Serían las 11 de la noche en Roma, las 11 de la noche del día 15 de febrero. Y él estaba confesándose en público, estaba arrojando a la cara de la gente su propia biografía, su confusión, su asco, su vergüenza. Durante 7 meses había logrado asfixiar en el secreto aquella obra tempestuosa, había expulsado a los fotógrafos y a los críticos de los lugares de filmación, había impedido que sus actores (todos sus actores, salvo Marcello Mastroianni) leyeran el libreto, había logrado que los snobs y las modelos de la vía Veneto jugasen a las adivinanzas con la historia que él estaba narrando y que nadie, nadie conocía. Ahora, todo ese secreto caía repentinamente descascarado, iluminado por la raya de luz que castigaba la pantalla. 8 1/2. Fellini,
Federico, se miraba al espejo y comenzaba a hablar en voz alta.

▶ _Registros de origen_
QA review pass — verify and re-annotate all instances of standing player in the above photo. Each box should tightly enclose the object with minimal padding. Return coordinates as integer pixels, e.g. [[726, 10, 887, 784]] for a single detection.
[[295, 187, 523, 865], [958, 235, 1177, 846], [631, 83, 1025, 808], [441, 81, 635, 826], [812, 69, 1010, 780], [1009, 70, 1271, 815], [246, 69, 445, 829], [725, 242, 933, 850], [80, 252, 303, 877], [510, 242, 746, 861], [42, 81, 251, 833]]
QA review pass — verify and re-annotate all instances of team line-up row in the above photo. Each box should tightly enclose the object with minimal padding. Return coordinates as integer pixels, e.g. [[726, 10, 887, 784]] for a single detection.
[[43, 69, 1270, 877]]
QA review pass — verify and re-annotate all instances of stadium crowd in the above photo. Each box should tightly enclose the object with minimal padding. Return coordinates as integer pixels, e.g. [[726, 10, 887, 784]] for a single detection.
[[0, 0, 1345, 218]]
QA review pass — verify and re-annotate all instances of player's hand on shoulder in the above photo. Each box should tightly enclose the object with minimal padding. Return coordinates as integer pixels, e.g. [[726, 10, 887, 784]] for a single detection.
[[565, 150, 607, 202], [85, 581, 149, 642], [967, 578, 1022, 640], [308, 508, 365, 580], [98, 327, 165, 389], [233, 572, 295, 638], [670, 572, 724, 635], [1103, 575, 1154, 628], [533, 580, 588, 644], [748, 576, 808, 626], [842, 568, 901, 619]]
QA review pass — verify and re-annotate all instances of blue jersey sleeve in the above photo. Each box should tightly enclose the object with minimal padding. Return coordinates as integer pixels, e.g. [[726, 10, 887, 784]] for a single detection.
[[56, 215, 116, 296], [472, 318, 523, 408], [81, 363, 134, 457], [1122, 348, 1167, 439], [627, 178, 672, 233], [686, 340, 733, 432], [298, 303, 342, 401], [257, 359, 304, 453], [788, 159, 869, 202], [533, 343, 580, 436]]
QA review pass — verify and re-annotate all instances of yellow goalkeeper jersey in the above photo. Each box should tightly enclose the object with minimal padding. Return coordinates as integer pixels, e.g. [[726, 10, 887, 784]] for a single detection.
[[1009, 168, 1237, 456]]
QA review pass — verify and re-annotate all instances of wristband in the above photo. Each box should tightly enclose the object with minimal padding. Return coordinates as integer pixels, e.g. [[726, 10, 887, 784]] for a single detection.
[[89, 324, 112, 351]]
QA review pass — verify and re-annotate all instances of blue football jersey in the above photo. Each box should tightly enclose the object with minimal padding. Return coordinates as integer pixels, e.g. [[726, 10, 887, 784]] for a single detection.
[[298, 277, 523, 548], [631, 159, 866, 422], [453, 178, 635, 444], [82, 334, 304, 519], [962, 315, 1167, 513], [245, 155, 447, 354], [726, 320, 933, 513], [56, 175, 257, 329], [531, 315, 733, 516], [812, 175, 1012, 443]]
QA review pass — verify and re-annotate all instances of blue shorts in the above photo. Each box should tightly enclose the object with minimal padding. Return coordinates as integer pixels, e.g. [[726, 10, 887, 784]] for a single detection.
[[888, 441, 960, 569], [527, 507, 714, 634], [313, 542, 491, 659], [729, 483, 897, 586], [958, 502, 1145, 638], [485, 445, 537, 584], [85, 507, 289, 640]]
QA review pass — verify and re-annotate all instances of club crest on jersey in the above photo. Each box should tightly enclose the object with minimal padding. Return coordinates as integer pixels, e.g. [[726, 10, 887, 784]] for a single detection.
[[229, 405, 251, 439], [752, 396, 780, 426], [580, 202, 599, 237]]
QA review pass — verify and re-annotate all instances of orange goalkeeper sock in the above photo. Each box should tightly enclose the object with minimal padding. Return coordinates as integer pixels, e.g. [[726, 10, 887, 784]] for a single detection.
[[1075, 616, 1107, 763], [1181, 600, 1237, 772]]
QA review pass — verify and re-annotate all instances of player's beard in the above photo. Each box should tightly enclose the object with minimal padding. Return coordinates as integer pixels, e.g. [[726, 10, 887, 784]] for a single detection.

▶ _OBJETIVO_
Reproduce el pasaje del texto sobre Fellini que comienza con "Serían las 11" y continúa hasta "en voz alta.". Los ítems provienen de una fuente distinta.

▶ _RESULTADO DEL EJERCICIO_
Serían las 11 de la noche en Roma, las 11 de la noche del día 15 de febrero. Y él estaba confesándose en público, estaba arrojando a la cara de la gente su propia biografía, su confusión, su asco, su vergüenza. Durante 7 meses había logrado asfixiar en el secreto aquella obra tempestuosa, había expulsado a los fotógrafos y a los críticos de los lugares de filmación, había impedido que sus actores (todos sus actores, salvo Marcello Mastroianni) leyeran el libreto, había logrado que los snobs y las modelos de la vía Veneto jugasen a las adivinanzas con la historia que él estaba narrando y que nadie, nadie conocía. Ahora, todo ese secreto caía repentinamente descascarado, iluminado por la raya de luz que castigaba la pantalla. 8 1/2. Fellini,
Federico, se miraba al espejo y comenzaba a hablar en voz alta.